- RECORDS SHOWN:
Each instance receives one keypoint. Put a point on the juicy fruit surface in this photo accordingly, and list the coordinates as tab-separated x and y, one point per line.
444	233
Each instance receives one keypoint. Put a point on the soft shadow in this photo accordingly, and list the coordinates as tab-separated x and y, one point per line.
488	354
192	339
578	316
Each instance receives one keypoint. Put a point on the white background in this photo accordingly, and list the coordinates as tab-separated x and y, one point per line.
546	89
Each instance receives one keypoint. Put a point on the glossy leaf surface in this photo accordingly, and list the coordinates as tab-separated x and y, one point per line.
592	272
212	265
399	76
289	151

- EXERCISE GOAL: Render each line of the entries above as a Markdown table with the columns No. and Line, numbering the rows in order and omitting blank lines.

- RESPONSE:
| No. | Line |
|---|---|
| 1 | Each instance receives one keypoint. Put a point on the juicy fruit surface in this photo accordingly, and list the coordinates as tab-separated x and y, one point per line. |
| 2 | 444	233 |
| 3 | Each instance receives one keypoint. Put a point on the soft shadow in this photo accordingly, and list the coordinates as tab-separated x and y, one point per line. |
| 4 | 488	354 |
| 5 | 192	339 |
| 6 | 578	316 |
| 7 | Each instance receives one keypoint. Put a point on the white background in this photo accordingly, and list the coordinates as tab-separated x and y, one point per line. |
| 8 | 546	89 |
| 9 | Each instance receives one keypoint. Put a point on the glossy leaf surface in this photo accordingly, and list the coordinates as tab-separated x and y, one point per line. |
| 10 | 592	272 |
| 11 | 212	265 |
| 12 | 399	76 |
| 13 | 289	151 |